Switch every "segmenter" to "labeling tool" in the material below, leaving everything else the same. Leave the pictures out of your copy.

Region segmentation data

START

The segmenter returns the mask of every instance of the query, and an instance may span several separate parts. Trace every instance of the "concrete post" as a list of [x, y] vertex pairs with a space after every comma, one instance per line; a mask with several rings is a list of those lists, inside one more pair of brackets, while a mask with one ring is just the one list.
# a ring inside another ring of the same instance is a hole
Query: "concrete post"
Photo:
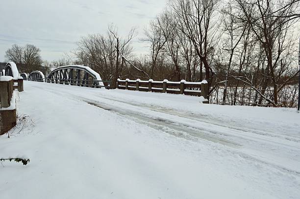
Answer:
[[167, 82], [168, 80], [164, 80], [163, 82], [163, 92], [165, 93], [167, 91]]
[[[204, 99], [207, 99], [207, 95], [208, 94], [208, 84], [206, 80], [203, 80], [201, 82], [201, 96], [202, 96]], [[204, 104], [208, 104], [208, 101], [203, 102]]]
[[22, 92], [23, 90], [23, 78], [18, 79], [18, 90]]
[[185, 80], [181, 80], [180, 81], [180, 94], [184, 93], [184, 89], [185, 89]]
[[117, 80], [117, 88], [118, 88], [119, 89], [119, 81], [120, 80], [120, 79], [118, 78], [118, 79]]
[[129, 81], [129, 79], [126, 79], [125, 80], [125, 89], [128, 90], [128, 81]]
[[140, 81], [139, 79], [136, 79], [136, 90], [140, 90]]
[[13, 80], [0, 81], [0, 108], [7, 108], [10, 106], [10, 100], [13, 91]]
[[150, 79], [148, 82], [148, 91], [151, 92], [152, 91], [152, 82], [153, 80]]

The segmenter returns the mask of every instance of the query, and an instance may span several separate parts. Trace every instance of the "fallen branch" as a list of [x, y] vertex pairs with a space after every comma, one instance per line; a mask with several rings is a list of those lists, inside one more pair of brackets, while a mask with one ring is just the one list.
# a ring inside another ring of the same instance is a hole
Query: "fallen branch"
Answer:
[[15, 160], [15, 162], [22, 162], [24, 165], [26, 165], [29, 163], [30, 160], [29, 159], [21, 158], [20, 157], [10, 158], [0, 158], [0, 161], [4, 161], [5, 160], [9, 160], [11, 162], [11, 160]]

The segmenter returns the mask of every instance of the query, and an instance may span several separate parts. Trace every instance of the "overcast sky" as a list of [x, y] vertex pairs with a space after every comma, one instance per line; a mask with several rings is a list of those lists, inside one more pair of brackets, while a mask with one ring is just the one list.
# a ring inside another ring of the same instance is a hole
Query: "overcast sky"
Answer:
[[138, 39], [143, 28], [161, 12], [166, 0], [1, 0], [0, 62], [14, 44], [31, 44], [41, 50], [44, 60], [61, 58], [76, 47], [81, 37], [105, 34], [108, 24], [117, 25], [120, 36], [132, 27], [138, 35], [134, 53], [148, 47]]

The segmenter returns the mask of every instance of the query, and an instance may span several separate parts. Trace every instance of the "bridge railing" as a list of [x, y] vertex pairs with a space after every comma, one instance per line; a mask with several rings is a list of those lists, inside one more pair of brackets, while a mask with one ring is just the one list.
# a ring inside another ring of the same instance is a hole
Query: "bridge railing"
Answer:
[[[36, 81], [36, 82], [44, 82], [49, 83], [64, 84], [67, 85], [77, 86], [85, 87], [100, 88], [104, 87], [106, 89], [109, 89], [110, 88], [110, 81], [103, 81], [98, 80], [78, 80], [76, 79], [59, 79], [59, 78], [24, 78], [25, 80]], [[103, 82], [107, 86], [101, 86], [98, 84], [99, 82]]]
[[[118, 79], [117, 88], [142, 91], [162, 92], [173, 94], [184, 94], [188, 95], [203, 96], [207, 99], [208, 86], [207, 82], [203, 80], [200, 82], [188, 82], [182, 80], [180, 82], [171, 82], [167, 80], [163, 81], [125, 80]], [[203, 103], [207, 103], [204, 101]]]

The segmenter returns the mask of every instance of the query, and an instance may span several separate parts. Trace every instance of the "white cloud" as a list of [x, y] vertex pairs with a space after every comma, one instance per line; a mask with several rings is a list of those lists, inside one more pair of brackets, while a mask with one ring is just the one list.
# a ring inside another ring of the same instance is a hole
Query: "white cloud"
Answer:
[[[143, 27], [162, 10], [166, 0], [5, 0], [0, 7], [0, 61], [14, 44], [32, 44], [41, 48], [44, 59], [58, 59], [75, 48], [81, 37], [104, 34], [111, 23], [124, 36], [136, 27], [140, 38]], [[135, 41], [137, 54], [147, 50]]]

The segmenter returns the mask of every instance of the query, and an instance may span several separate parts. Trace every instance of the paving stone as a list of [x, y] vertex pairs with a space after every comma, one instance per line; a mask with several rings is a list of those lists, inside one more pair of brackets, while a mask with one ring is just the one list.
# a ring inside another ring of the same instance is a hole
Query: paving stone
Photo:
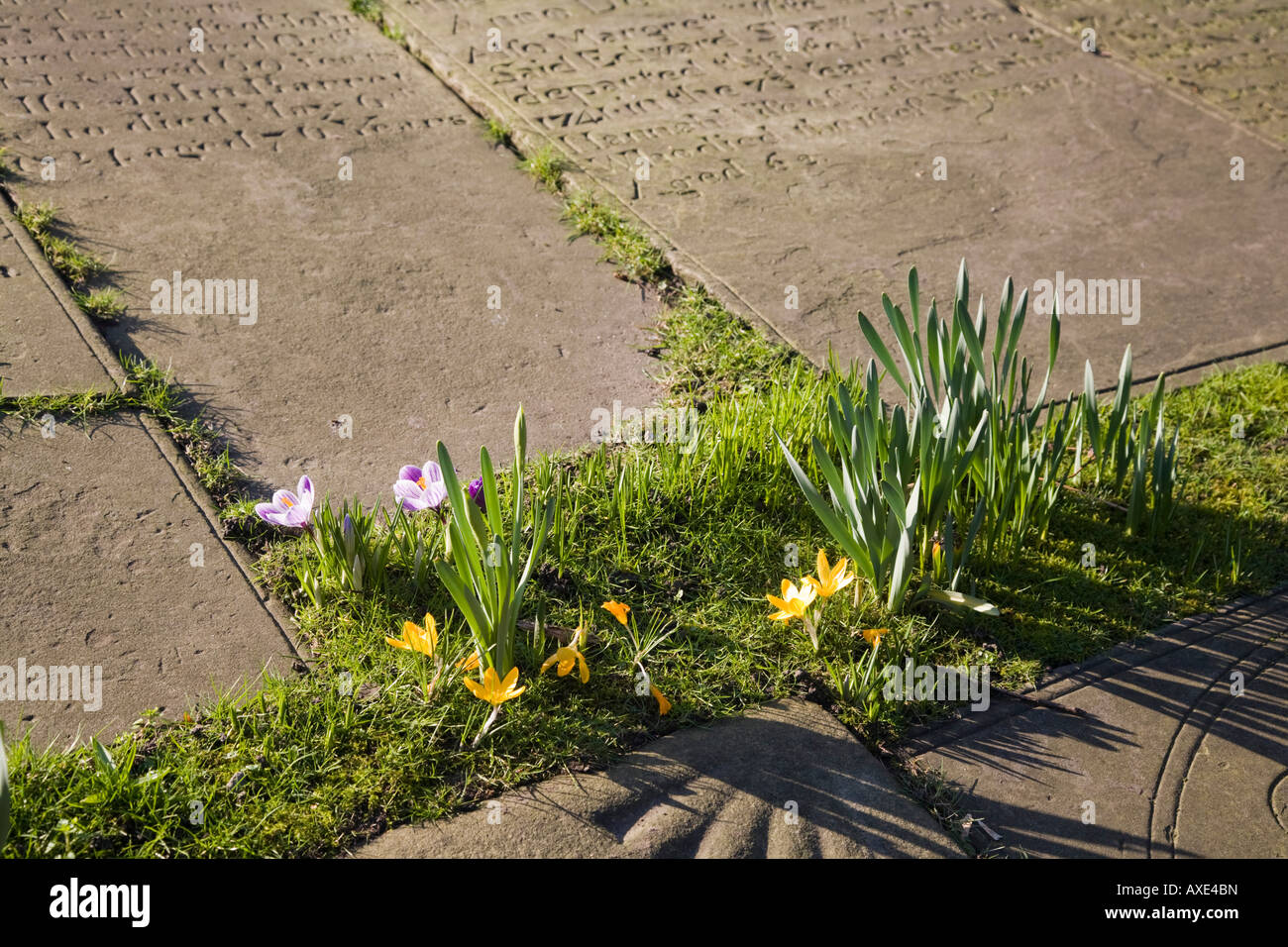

END

Answer for this exercise
The labeling tool returns the mask of every instance of the query, and an instance may span several separate parts. Trace every instance of the "concrete post" as a list of [x, y] vertex pairs with a space after every comma, one instance per line; a mask with several rings is a list of those lists, inside one more pair of brackets, while a mask with one ring is just the one list.
# a ring inside another ring of the same instance is a hole
Query: "concrete post"
Photo:
Answer:
[[167, 82], [168, 80], [164, 80], [163, 82], [163, 92], [165, 93], [167, 91]]
[[[204, 99], [207, 99], [207, 95], [208, 94], [208, 84], [206, 80], [203, 80], [201, 82], [201, 96], [202, 96]], [[204, 104], [208, 104], [208, 101], [203, 102]]]
[[22, 92], [23, 90], [23, 78], [18, 79], [18, 90]]
[[185, 80], [181, 80], [180, 81], [180, 94], [184, 93], [184, 89], [185, 89]]
[[117, 80], [117, 88], [118, 88], [119, 89], [119, 81], [120, 80], [120, 79], [118, 78], [118, 79]]
[[129, 81], [129, 79], [126, 79], [125, 80], [125, 89], [128, 90], [128, 81]]
[[140, 81], [139, 79], [136, 79], [136, 90], [140, 90]]
[[13, 80], [0, 81], [0, 108], [7, 108], [10, 106], [10, 100], [13, 91]]
[[150, 79], [148, 82], [148, 91], [151, 92], [152, 91], [152, 82], [153, 80]]

The labeling tool returns the mask of every instance of the query, and an instance may span several separate parts. Trace every instance of the "fallen branch" as a list of [x, y] vertex pairs with a space after every comma, one instance per line; a mask with several rings is a list of those lists, inside one more pair of brackets, while a mask with one ring is just the one list.
# a ring inside another ring of the same instance is a hole
Query: "fallen branch"
Answer:
[[15, 160], [15, 162], [22, 162], [24, 165], [26, 165], [29, 163], [30, 160], [29, 159], [21, 158], [20, 157], [10, 158], [0, 158], [0, 161], [4, 161], [5, 160], [9, 160], [11, 162], [11, 160]]

The labeling tool returns the mask of every instance of the query, and an instance may span several separate parts. Trace every instance of the "overcast sky" as a list of [x, y] vertex pairs with a space after every comma, one instance per line; a mask with several rings is a list of those lists, inside one more pair of brackets, while a mask with one ring is just the one list.
# a ring inside another ring of the same instance is a hole
Query: "overcast sky"
Answer:
[[138, 39], [143, 28], [161, 12], [166, 0], [1, 0], [0, 62], [14, 44], [31, 44], [41, 50], [44, 60], [61, 58], [76, 47], [81, 37], [105, 34], [108, 24], [117, 25], [120, 36], [132, 27], [138, 35], [134, 53], [148, 47]]

The labeling tool returns the mask of every instance of the query, and an instance may span several separate parts. Trace every instance of the "bridge railing" as a list of [x, y] vertex pairs with a space after every comma, one instance per line; a mask with several rings is a list of those lists, inside one more pair of brackets, while a mask with one ring is just the one list.
# a ring inside another ring of the same instance is a hole
Query: "bridge railing"
Answer:
[[[36, 81], [36, 82], [44, 82], [49, 83], [64, 84], [67, 85], [77, 86], [85, 87], [100, 88], [104, 87], [106, 89], [109, 89], [110, 88], [110, 81], [103, 81], [98, 80], [78, 80], [76, 79], [59, 79], [59, 78], [24, 78], [25, 80]], [[103, 82], [107, 86], [101, 86], [98, 84], [99, 82]]]
[[[118, 79], [117, 88], [142, 91], [162, 92], [173, 94], [184, 94], [188, 95], [203, 96], [207, 99], [208, 86], [207, 82], [203, 80], [200, 82], [188, 82], [182, 80], [180, 82], [171, 82], [167, 80], [163, 81], [125, 80]], [[203, 103], [207, 103], [204, 101]]]

The labeling tool returns the mask of every instance of the query, and an instance may span several separate parts. Trace every instance of the "white cloud" as a list of [x, y] vertex pairs with a space after every comma, one instance per line; a mask with several rings is a list of those lists, inside one more pair of brackets, while a mask with one ring is just the one list.
# a ring inside another ring of the same instance is a hole
Query: "white cloud"
Answer:
[[[143, 27], [162, 10], [166, 0], [5, 0], [0, 7], [0, 61], [14, 44], [32, 44], [41, 48], [44, 59], [58, 59], [75, 48], [81, 37], [104, 34], [111, 23], [124, 36], [136, 27], [140, 38]], [[135, 41], [137, 54], [147, 50]]]

The labeling tool returns the mask of every instance of the query, and an instance may span several separate parts. Trace every instance of the paving stone as a list of [x, y] vertex pairs with a space after every comma, one instance per line; a mask with several rings is a list of those lists, inside one more pair of brackets, while a mask with one ring is just the one list.
# a ring inside another ring of the same instance is a hole
Query: paving stone
Photo:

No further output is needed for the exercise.